What the task asks> Output all records precisely as written.

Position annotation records
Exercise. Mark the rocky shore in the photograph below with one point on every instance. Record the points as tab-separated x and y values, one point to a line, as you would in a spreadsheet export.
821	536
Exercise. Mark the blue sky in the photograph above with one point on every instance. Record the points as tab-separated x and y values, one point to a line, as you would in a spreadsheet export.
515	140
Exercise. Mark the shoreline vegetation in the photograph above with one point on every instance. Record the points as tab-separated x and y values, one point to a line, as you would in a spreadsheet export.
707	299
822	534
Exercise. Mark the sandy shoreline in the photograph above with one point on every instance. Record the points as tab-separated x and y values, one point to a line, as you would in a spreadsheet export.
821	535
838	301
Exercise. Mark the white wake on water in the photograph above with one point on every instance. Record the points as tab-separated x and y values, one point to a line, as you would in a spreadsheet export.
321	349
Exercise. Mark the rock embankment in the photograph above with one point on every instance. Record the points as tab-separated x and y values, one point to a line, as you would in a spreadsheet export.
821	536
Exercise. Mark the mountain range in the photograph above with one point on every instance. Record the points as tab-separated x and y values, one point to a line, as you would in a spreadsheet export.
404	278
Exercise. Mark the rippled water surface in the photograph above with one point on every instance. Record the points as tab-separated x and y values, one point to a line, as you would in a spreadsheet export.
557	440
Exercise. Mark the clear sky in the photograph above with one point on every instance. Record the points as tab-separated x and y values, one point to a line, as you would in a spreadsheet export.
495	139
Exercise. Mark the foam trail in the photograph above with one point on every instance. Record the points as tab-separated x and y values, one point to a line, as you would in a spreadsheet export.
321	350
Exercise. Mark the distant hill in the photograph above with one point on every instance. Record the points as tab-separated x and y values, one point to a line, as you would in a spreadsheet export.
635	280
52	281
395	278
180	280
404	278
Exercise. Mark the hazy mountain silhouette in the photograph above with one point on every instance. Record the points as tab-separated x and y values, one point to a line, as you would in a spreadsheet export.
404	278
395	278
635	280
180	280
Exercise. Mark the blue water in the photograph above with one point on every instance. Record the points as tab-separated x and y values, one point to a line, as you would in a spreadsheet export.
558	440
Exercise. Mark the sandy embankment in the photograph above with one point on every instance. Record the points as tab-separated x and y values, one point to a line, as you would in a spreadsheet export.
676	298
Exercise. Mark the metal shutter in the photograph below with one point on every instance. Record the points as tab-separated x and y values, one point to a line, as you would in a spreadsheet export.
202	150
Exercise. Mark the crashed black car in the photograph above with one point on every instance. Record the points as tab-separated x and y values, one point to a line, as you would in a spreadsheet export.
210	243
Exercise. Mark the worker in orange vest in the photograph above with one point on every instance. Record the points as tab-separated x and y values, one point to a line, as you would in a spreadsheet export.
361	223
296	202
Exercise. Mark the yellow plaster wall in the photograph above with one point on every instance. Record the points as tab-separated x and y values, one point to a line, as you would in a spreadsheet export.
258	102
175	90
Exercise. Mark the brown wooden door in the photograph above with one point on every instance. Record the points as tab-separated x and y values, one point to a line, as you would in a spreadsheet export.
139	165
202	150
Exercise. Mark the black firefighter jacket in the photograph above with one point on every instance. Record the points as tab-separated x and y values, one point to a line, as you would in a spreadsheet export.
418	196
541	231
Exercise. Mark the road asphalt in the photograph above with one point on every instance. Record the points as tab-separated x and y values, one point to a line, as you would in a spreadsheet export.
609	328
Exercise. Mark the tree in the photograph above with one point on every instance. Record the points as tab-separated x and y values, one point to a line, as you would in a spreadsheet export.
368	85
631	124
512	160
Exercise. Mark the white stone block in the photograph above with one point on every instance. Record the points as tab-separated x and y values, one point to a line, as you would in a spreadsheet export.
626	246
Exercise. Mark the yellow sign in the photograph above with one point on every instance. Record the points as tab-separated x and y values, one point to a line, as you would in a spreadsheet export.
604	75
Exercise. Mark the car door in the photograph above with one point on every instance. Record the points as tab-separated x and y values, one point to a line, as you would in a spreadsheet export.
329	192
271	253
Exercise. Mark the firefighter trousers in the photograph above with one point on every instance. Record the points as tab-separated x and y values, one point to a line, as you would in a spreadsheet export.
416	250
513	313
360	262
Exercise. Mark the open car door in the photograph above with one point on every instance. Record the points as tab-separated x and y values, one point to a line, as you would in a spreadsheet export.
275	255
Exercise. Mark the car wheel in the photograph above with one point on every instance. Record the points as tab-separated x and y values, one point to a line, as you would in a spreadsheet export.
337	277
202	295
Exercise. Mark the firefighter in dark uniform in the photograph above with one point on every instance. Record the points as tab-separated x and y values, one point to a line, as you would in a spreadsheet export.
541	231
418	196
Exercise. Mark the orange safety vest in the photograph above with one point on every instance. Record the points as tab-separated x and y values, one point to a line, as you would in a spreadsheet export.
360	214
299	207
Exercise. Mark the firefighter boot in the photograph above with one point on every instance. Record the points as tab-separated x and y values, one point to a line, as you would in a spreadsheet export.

Solution to the exercise>
Exercise. Mark the rocky shore in the photograph below with one point on every instance. Record the points as tab-separated x and y values, one point to a line, as you would in a spreadsheet export.
821	536
Exercise. Mark the blue sky in the photograph above with one point on every instance. Record the points as tab-separated x and y values, one point to a line, as you would in a spreadsheet export.
515	140
Exercise. Mark the shoreline vegetation in the photograph above with one point on every instance. Record the points as tab-separated x and y values, one point to a line, as you would in a spreadsheet export.
707	299
822	534
Exercise. Mark the sandy shoreline in the photograph above with one point on every instance. Record the points as tab-separated x and y values, one point to a line, as you would in a spreadsheet export.
821	535
838	301
Exercise. Mark the white wake on water in the photograph above with one point on every instance. Record the points as tab-separated x and y values, one point to a line, as you would in a spreadsheet export.
321	349
Exercise. Mark the rock embankment in the photograph above with one point on every instance. Record the points as tab-separated x and y values, one point to a line, as you would in a spreadsheet export.
821	536
Exercise. Mark the mountain range in the photograph above with one point on every instance. Record the points as tab-separated x and y values, one point to a line, as you would in a spreadsheet export.
404	278
Exercise. Mark the rippled water surface in the photograph above with one point on every instance. Record the points as tab-separated x and y values, one point to a line, as you would in a spreadsheet export.
557	440
Exercise. Mark the clear sky in the photograph above with one point on every instance. Record the points as tab-separated x and y values, one point to a line, as you would in a spreadsheet export.
495	139
Exercise. Mark the foam trail in the photograph above with one point on every instance. Record the points as tab-separated x and y values, one point to a line, as you would in a spreadsheet export.
321	350
Exercise. Mark the distant hill in the photograph above with one point on every instance. Record the points as tab-separated x and y values, one point to a line, as you would in a spreadsheet export.
635	280
52	281
395	278
180	280
404	278
Exercise. Mark the hazy mountain silhouette in the photograph above with one point on every instance. Record the points as tab-separated x and y values, one point to a line, as you would in a spreadsheet export.
404	278
395	278
635	280
180	280
Exercise. Mark the blue water in the photograph above with one point on every instance. Record the points as tab-separated x and y values, one point to a line, as you would in a spreadsheet export.
558	440
Exercise. Mark the sandy embankment in the photograph above with one point on every instance. Record the points as tab-separated x and y values, one point to a line, as you would in a spreadsheet export.
676	298
Exercise. Mark the metal shutter in the photograph below with one point on every instance. Record the points as tab-separated x and y values, one point to a line, as you would in a spreadsheet export.
202	150
Exercise. Mark the crashed black car in the photograph above with one point on every instance. Record the points as tab-separated x and y values, one point to a line, as you would in a spreadsheet export.
210	243
Exercise. Mark the worker in orange vest in the photograph above with one point on every instance. Record the points as tab-separated x and y values, one point to a line, as you would in a spreadsheet export.
361	223
296	202
Exercise. Mark the yellow plaster wall in the photograph above with one point on every instance. Record the points as tab-separated x and y values, one point to a line, as you would in a spreadsheet export.
258	102
175	90
Exercise. Mark the brown wooden door in the photograph above with one point on every instance. Record the points as tab-separated x and y values, one point to a line, as you would in a spreadsheet export.
139	165
202	150
Exercise. Mark the black firefighter jacket in the photograph above with one point on every instance. Record the points as tab-separated x and y values, one point to a line, as you would in a spreadsheet export.
418	196
541	231
Exercise. Mark the road asphalt in the photograph above with one point on every instance. Record the points as tab-separated x and y values, one point to a line, as you would in a spreadsheet export.
609	328
Exercise. Mark the tree in the photograph above with one point on every instance. Record the points as tab-separated x and y values, one point to a line, as you would in a spreadsheet export.
368	85
631	124
512	160
Exercise. Mark the white stone block in the photograph above with one point on every instance. Record the points as tab-separated x and y values, one point to a line, as you would in a spreadsheet export.
626	246
Exercise. Mark the yellow sign in the photograph above with one point on every instance. Record the points as tab-separated x and y values, one point to a line, as you would in a spreadsheet export.
604	75
Exercise. Mark the car door in the photograph above with one point on every instance. Record the points as tab-separated x and y values, one point to a line, as you would in a spreadsheet export.
329	192
271	253
Exercise. Mark the firefighter trousers in the photograph above with one point on every instance. Record the points as tab-separated x and y values, one point to a line, as you would in a spreadsheet export.
416	250
513	313
360	262
Exercise. Mark the open car door in the photograph above with one point on every instance. Record the points as tab-separated x and y values, one point to a line, as you would in a spreadsheet export.
275	255
Exercise. Mark the car wheel in the photograph above with one point on every instance. Record the points as tab-separated x and y values, one point to a line, as you would in a spreadsheet export.
337	277
202	295
Exercise. Mark the firefighter in dark uniform in the photograph above with one point on every instance. Record the points as tab-separated x and y values, one point to a line, as you would in a spreadsheet export.
541	231
418	196
Exercise. Mark the orange safety vest in the photograph above with one point on every instance. Record the points as tab-separated x and y values, one point to a line, as you would in a spreadsheet export.
360	214
299	207
Exercise. Mark the firefighter boot in the photograph above with one point on every instance. Record the points as tab-separated x and y values, one point to a line, as you would in a spreadsheet export.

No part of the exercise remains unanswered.